* _What you will do_:
Please copy out every line from the one containing "Kindly point to the bicycle tire" up to and including the one containing "Target: ear". Shift each x and y value in the answer points up by 24, and leave all other numbers unchanged.

* begin Given information *

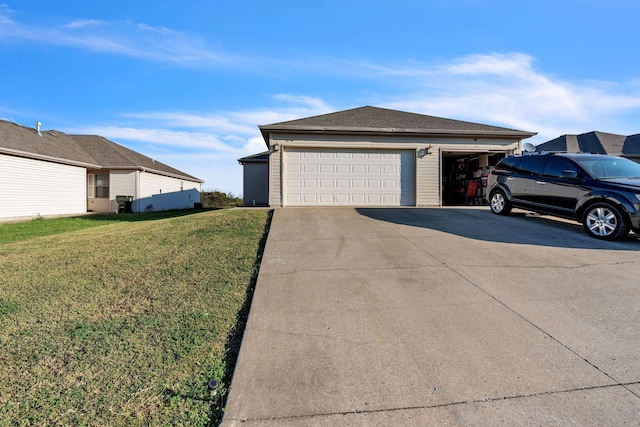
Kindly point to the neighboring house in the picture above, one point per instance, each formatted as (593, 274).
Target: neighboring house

* end Given information *
* begin Given information *

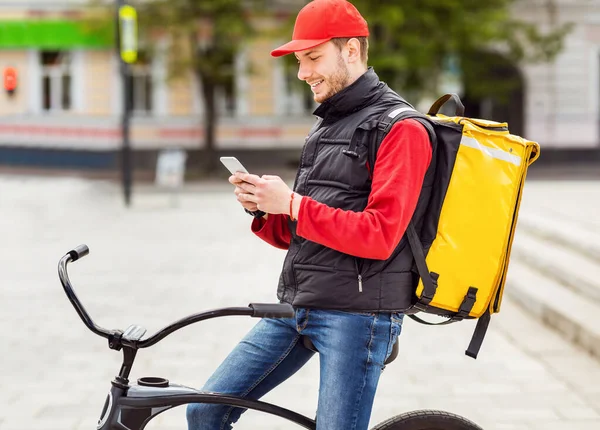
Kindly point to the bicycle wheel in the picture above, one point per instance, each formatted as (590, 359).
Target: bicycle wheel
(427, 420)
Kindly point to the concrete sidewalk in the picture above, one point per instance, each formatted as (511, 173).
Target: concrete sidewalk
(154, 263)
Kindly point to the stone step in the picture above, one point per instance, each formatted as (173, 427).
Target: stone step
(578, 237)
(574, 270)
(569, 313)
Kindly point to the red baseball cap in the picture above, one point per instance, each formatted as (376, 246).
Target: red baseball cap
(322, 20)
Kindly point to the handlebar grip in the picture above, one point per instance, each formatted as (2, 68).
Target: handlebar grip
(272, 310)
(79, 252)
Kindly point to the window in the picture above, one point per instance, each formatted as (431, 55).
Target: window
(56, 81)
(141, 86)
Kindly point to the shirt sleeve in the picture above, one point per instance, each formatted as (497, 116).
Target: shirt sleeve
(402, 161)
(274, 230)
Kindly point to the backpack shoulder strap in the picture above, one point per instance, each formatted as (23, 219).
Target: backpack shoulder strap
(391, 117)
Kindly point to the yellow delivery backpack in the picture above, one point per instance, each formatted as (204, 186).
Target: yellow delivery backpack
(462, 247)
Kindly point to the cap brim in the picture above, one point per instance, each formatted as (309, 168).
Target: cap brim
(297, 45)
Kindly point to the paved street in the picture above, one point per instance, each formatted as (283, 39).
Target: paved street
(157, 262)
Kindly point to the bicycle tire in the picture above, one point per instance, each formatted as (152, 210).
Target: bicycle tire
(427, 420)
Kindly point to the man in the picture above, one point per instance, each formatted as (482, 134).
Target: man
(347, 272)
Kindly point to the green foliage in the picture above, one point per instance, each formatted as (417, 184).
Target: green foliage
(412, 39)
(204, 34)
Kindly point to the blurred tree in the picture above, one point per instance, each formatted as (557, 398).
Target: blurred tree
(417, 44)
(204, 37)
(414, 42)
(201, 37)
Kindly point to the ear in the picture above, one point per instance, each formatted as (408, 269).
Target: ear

* end Given information *
* begin Given information *

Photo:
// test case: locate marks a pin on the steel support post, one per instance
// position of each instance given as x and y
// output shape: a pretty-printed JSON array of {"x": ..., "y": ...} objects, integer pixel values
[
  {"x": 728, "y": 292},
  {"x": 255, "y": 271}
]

* end Given information *

* _Final result_:
Kindly point to the bicycle tire in the picture above, one point per instance, each formatted as (152, 210).
Target: bicycle tire
(451, 444)
Kindly point to the man in the picture above, one point per instance, each formatted as (482, 134).
Target: man
(371, 296)
Kindly point to the green foliage in the picture above, one point per instance, each formatted as (417, 184).
Target: green foliage
(436, 63)
(228, 58)
Kindly point to the blurred tree in the picture above, one point per instance, each formatted as (557, 398).
Target: blurred tree
(441, 68)
(228, 61)
(438, 66)
(225, 61)
Kindly point to the ear in the picture above, one point per instance, each formatted as (408, 269).
Target: ear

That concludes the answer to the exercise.